Stored records
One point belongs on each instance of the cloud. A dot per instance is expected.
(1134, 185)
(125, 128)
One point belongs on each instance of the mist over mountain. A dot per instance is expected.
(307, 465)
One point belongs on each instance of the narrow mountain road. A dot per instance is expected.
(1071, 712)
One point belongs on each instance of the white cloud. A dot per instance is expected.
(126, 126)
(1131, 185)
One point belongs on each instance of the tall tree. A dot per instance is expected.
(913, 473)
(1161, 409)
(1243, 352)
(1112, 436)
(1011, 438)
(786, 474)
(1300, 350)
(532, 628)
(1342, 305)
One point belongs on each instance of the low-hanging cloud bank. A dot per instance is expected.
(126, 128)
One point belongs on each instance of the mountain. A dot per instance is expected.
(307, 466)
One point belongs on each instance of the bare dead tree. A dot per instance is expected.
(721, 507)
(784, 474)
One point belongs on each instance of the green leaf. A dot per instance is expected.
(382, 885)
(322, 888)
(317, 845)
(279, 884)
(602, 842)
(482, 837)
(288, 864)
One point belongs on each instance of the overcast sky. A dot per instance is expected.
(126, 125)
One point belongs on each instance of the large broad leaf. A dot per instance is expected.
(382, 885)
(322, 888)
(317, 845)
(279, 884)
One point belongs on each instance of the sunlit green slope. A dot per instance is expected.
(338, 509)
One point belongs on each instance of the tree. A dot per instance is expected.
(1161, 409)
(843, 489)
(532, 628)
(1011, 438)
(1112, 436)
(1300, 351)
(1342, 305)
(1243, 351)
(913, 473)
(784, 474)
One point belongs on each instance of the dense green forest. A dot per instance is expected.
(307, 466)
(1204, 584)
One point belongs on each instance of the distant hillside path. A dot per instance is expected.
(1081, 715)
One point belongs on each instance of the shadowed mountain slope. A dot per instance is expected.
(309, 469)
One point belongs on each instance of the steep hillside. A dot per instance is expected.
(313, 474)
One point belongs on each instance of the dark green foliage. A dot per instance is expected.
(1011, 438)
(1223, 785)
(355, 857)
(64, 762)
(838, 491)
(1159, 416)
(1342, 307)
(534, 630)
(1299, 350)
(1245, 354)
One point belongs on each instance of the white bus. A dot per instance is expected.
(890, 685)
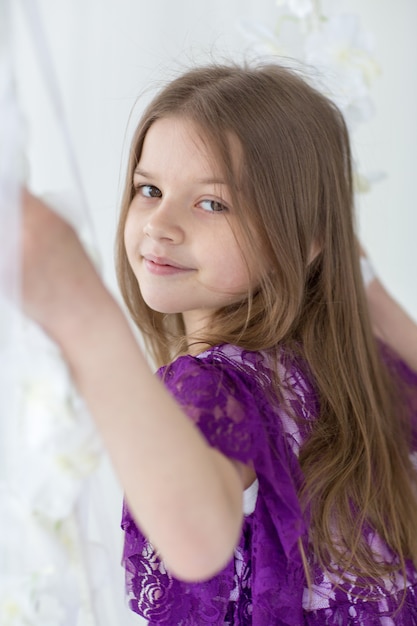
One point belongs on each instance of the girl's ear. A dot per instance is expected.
(314, 251)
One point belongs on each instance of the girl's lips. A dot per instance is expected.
(163, 267)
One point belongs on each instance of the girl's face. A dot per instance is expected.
(180, 232)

# GOAL OF THE EXERCISE
A word-for-word copy of the lines from the one containing "One point belongs on each instance of the overcast" through the last line of the records is what is wanted, without pictures and without any other line.

# EXERCISE RESULT
One point belongs on each instance of the overcast sky. A dot per instance is expected.
(126, 125)
One point belongs on each instance of the large broad leaf. A dot per instance is expected.
(382, 885)
(322, 888)
(317, 845)
(279, 884)
One point belongs on each instance of the sunlit green slope. A dot per instance is expected.
(338, 509)
One point belongs on each instance of the tree. A dot per instance is expected.
(1161, 409)
(843, 489)
(532, 628)
(1011, 438)
(1112, 436)
(1300, 351)
(1342, 305)
(1243, 351)
(913, 473)
(784, 474)
One point belongs on each instance of the dense green forest. A dot per instance is expected.
(307, 466)
(1204, 584)
One point belongs on each instance of the distant hillside path. A dot per instance is expected.
(1081, 715)
One point belongs on each instance of the shadowed mountain slope. A dot per instance is expected.
(309, 469)
One point belongs on each instance of the steep hillside. A dot per instance is expected.
(313, 474)
One point belongs on each instance of the dark green foliage. A dot per instance is expected.
(1011, 438)
(1223, 785)
(355, 857)
(64, 762)
(838, 491)
(1159, 416)
(1342, 307)
(534, 630)
(1299, 350)
(1245, 354)
One point belongs on each instance of the white bus. A dot per instance is expected.
(890, 685)
One point belongs on each instance of the girl's ear. A dot per instance is expected.
(314, 251)
One point belongs on each instance of the girl's lips. A dot per instance is expected.
(163, 267)
One point belongs on each instance of the girl's face. A dot per instance is expected.
(180, 232)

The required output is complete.